**Text under study:**

Sarah Coffey of Peoria, Ill., is a typical 14-year-old. She goes to school, plays in her school's band and enjoys hanging out with her friends.
But what sets her apart from most other girls her age is that she has Type 1 diabetes.
What sets her apart even more is that her two younger siblings also have the disease known alternately as juvenile diabetes.
Doctors diagnosed Sarah three years ago. She was the last of the three children to get the news.
"Sarah's diagnosis was the hardest to deal with, because it seemed so unlikely that it could happen," said Lori Coffey, Sarah's mother.
That all the Coffey children have diabetes while their parents don't is indeed an anomaly.
"Five percent of the families we see have more than one child with diabetes. It's very unusual to get three," said Dr. Bruce Buckingham, professor of pediatric endocrinology at Lucile Packard Children's Hospital at Stanford in Palo Alto, Calif.
He has no affiliation with the Coffey family.
Emily Coffey, the middle child, now 11, was the first to be diagnosed with diabetes. She was two and a half years old at the time.
"She was still in diapers, and I noticed that her diapers were really, really full," Lori Coffey said. "That indicated to me that she was urinating more and I knew that was a symptom for Type 1 diabetes."
The heavy urination continued so Coffey and husband Brian brought Emily to the doctor.
"They checked her urine for glucose and that test was positive, and then they checked her blood-sugar and the level was so high that the meter couldn't even read it," she said.
A few years later, Coffey got the same diagnosis for 5-year-old Matthew Coffey.
"One morning, he had wet his bed," she said. "He had been drinking a lot of water, and I checked his blood-sugar and it wasn't terribly high, but I knew it was too high for someone with a healthy pancreas.
"We took him for some outpatient treatment that day and the doctor started him on insulin that day."
Six months later, Sarah found out she also has Type 1 diabetes.
"I was really sad and mad and disappointed," she said.
But once the initial emotions wore off, she said, she was able to deal with the condition that has affected most of her family.
"It wasn't too hard, since my brother and sister already had it and I already knew about it," she said.
For her, the hardest part is worrying that her friends will find out.
"When I'm out, people don't know I have it and I have to tell them," she said. "I have to check my blood sugar and bolus [insulin] in front of them and it's hard to explain."
"Standard protocol is to check their blood sugar levels 8 to 10 times every day and count the grams of carbohydrates they eat, so we're constantly looking at labels," Coffey said.
The children all use insulin pumps, which are attached all the time by a catheter that goes under the skin. Their sites need to be changed every two to three days.
With insulin pumps, Coffey can input the children's blood sugar and the number of grams of carbs they've just eaten. The pump will then dispense the appropriate amount of insulin.

**Segmentation mask material:**
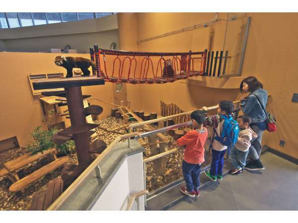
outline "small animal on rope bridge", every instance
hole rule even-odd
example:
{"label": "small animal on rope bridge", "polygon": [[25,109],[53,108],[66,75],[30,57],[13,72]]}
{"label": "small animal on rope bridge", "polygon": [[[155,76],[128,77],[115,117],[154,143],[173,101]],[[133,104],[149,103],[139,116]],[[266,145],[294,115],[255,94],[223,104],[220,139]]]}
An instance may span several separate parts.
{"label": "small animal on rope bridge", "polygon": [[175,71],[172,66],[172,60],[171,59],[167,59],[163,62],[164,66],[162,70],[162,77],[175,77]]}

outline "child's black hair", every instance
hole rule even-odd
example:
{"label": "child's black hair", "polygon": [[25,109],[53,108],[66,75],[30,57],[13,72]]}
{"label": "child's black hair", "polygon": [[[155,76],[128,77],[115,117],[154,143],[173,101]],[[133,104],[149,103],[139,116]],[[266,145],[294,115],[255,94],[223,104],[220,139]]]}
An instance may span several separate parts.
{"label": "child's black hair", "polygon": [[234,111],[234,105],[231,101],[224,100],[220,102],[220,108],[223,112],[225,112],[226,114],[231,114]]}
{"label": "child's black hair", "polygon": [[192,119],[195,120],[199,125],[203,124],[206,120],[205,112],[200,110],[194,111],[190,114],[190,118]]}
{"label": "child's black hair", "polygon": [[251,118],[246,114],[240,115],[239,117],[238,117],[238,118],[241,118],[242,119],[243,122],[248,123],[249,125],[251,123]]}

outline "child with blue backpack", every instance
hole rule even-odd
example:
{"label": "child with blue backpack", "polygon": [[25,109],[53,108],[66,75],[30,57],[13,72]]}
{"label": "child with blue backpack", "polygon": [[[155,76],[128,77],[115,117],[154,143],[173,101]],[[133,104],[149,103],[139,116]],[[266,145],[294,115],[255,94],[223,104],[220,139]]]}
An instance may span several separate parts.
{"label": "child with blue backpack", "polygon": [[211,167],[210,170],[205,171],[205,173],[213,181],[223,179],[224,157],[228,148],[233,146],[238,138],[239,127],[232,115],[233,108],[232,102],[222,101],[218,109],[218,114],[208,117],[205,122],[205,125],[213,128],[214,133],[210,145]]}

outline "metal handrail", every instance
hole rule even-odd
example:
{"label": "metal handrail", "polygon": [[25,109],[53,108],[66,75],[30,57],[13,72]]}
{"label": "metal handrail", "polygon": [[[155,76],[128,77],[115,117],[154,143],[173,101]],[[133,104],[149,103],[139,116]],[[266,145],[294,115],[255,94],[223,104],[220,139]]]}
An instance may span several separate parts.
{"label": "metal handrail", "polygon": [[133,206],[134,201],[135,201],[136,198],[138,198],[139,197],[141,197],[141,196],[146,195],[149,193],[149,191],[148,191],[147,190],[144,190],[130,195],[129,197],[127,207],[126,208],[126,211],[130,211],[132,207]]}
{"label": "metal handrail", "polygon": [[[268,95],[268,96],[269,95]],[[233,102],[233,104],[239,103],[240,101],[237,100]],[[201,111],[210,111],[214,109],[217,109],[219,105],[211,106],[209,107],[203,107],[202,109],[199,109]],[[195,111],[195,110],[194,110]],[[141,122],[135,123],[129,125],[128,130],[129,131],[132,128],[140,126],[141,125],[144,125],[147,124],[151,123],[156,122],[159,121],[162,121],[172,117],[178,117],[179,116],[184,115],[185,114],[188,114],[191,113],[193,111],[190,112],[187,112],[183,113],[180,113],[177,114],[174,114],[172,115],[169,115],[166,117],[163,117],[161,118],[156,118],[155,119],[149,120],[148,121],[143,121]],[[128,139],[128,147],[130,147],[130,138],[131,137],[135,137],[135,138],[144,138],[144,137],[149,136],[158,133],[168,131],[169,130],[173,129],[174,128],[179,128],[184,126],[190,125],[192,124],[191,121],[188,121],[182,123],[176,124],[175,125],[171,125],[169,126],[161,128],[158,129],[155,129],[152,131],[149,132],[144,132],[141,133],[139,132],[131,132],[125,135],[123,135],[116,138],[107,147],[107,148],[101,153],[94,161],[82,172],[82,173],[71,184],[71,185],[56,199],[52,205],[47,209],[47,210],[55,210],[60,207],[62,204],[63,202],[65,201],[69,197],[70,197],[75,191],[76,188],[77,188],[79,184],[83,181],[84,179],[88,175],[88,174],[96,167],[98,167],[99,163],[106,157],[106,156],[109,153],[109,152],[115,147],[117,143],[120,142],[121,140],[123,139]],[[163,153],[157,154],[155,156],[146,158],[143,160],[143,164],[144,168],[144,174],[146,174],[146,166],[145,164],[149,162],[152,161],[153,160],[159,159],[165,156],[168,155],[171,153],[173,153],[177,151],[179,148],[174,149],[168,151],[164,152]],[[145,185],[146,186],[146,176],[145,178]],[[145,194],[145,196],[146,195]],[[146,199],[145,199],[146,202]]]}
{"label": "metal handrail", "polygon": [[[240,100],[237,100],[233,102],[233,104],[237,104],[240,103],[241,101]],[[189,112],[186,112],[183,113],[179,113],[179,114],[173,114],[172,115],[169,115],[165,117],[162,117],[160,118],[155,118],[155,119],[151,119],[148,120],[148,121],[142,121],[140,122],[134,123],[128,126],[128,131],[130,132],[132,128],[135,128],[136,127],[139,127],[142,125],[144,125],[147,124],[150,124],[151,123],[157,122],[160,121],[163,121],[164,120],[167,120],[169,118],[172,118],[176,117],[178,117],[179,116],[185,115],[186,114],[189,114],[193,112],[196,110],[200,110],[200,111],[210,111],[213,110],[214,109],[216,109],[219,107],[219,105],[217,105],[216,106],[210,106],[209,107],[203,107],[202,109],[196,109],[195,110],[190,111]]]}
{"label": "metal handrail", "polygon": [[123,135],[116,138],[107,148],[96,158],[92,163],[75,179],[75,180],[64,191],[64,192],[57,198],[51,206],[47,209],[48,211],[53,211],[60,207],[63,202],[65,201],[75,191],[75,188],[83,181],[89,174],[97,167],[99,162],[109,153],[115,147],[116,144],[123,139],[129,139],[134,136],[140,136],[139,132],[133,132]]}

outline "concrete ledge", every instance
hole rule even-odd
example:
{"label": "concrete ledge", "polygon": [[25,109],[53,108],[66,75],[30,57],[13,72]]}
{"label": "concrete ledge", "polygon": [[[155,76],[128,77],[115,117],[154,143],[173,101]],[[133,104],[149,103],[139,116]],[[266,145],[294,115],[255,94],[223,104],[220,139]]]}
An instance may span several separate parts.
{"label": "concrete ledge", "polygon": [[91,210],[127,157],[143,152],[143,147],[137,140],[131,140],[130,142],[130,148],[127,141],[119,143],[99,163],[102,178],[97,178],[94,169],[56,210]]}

**Problems to work on:**
1 - From the article above on the Coffey children's diabetes, return everything from "That all the" down to "the Coffey family.".
2 - Answer these questions using the article above on the Coffey children's diabetes:
(a) How old was Emily Coffey when she was diagnosed?
(b) How often do the sites for the children's insulin pumps need to be changed?
(c) According to Dr. Bruce Buckingham, what percentage of the families he sees have more than one child with diabetes?

**Responses to the tasks:**
1 -
That all the Coffey children have diabetes while their parents don't is indeed an anomaly.
"Five percent of the families we see have more than one child with diabetes. It's very unusual to get three," said Dr. Bruce Buckingham, professor of pediatric endocrinology at Lucile Packard Children's Hospital at Stanford in Palo Alto, Calif.
He has no affiliation with the Coffey family.

2 -
(a) Two and a half years old.
(b) Every two to three days.
(c) Five percent.